Source document →
───
One practical example is potentially secure transmission of medical images between hospitals ([8], [9]). Medical data sharing is known to be challenging due to data privacy protection and the enormous cost of transferring and storing a large number of high-resolution medical images. However, this challenge can be overcome by transmitting distilled data instead of the original data (Fig. 7).

Fig. 7 (image source: [8]) The concept of study [8].

Distillation can also be used in federated learning ([10]). In the traditional approach, clients train locally and send large model weights to the server during each iteration instead of sharing sensitive data. However, an alternative approach assumes that clients can distill their data and send the synthesized data to the server where a global model will be trained on it. This approach effectively minimizes the frequency of costly communications and ensures the confidentiality of the original data.
───
Stored dataset items:
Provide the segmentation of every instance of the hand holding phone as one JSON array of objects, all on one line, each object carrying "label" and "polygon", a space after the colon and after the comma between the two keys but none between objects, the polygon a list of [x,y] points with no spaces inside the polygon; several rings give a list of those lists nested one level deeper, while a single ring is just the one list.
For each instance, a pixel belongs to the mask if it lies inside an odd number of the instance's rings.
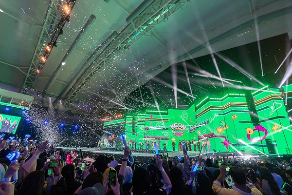
[{"label": "hand holding phone", "polygon": [[109,187],[110,186],[115,186],[116,184],[116,175],[117,172],[115,170],[110,168],[110,173],[109,173]]},{"label": "hand holding phone", "polygon": [[121,140],[122,140],[122,141],[123,141],[123,143],[124,143],[124,145],[125,146],[125,148],[126,147],[127,147],[127,142],[126,142],[126,136],[127,136],[125,134],[122,134],[120,136],[120,139],[121,139]]},{"label": "hand holding phone", "polygon": [[155,154],[156,155],[158,155],[159,153],[158,153],[158,149],[157,148],[157,145],[156,144],[156,142],[154,141],[154,148],[155,149]]}]

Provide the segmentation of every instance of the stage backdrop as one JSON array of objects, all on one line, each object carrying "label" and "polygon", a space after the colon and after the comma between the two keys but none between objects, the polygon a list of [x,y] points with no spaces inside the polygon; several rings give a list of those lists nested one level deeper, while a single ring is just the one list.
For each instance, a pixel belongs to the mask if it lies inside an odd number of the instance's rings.
[{"label": "stage backdrop", "polygon": [[21,117],[0,114],[0,132],[15,134]]},{"label": "stage backdrop", "polygon": [[[285,93],[291,91],[285,89]],[[283,93],[278,89],[266,86],[250,94],[249,97],[243,94],[206,97],[187,110],[146,110],[127,116],[123,122],[118,121],[118,132],[123,128],[127,139],[132,139],[137,144],[141,142],[145,144],[146,140],[160,140],[161,148],[165,143],[168,150],[172,150],[173,141],[178,150],[180,140],[201,141],[208,138],[211,151],[287,154],[292,149],[292,142],[289,141],[292,130]],[[114,121],[105,123],[105,130],[113,133],[109,130],[113,123]]]}]

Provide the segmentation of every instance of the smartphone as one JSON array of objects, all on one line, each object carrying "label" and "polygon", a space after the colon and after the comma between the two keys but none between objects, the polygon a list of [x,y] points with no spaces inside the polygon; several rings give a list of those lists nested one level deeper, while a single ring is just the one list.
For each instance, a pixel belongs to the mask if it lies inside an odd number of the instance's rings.
[{"label": "smartphone", "polygon": [[225,180],[229,187],[235,185],[232,180],[232,178],[231,178],[231,176],[229,176],[225,177]]},{"label": "smartphone", "polygon": [[52,169],[49,169],[47,171],[47,177],[50,177],[51,176],[52,176]]},{"label": "smartphone", "polygon": [[198,171],[199,172],[202,172],[203,171],[203,167],[198,167],[197,168],[197,170],[196,171]]},{"label": "smartphone", "polygon": [[51,163],[50,163],[50,165],[49,165],[49,168],[53,168],[54,166],[57,166],[58,165],[58,162],[55,160],[53,160],[52,162],[51,162]]},{"label": "smartphone", "polygon": [[80,170],[82,171],[84,169],[84,168],[85,168],[85,163],[81,163],[81,167],[80,167]]},{"label": "smartphone", "polygon": [[115,176],[117,174],[117,172],[114,170],[110,170],[110,173],[109,173],[109,187],[110,187],[110,186],[115,186],[116,185],[116,179]]}]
───
What to produce →
Resume the text on dataset distillation uses, picking up after its last sentence. These rows were taken from a different source than the text.

The answer →
Fig. 8 (image source: [10]) Distilled One-Shot Federated Learning. (1) The server initializes a model which is broadcast to all clients. (2) Each client distills their private dataset and (3) transmits synthetic data, labels and learning rates to the server. (4) The server fits its model on the distilled data and (5) distributes the final model to all clients.

But is it really safe to use distilled data instead of original data? In [11], the authors provide empirical evidence of the effectiveness of data protection through distillation. They perform a series of attacks on models trained on distilled data to determine the probability that a certain input belongs to the original dataset (so-called Membership Inference Attacks, MIA). Their results show that MIA have a success probability of about 50%, which is comparable to random guessing and indicates a good defense.

But these claims are disputed by the authors of [12]. They argue that theoretical analysis and empirical evaluations in [11] do not provide statistically signiﬁcant evidence that data distillation does improve the privacy of original data.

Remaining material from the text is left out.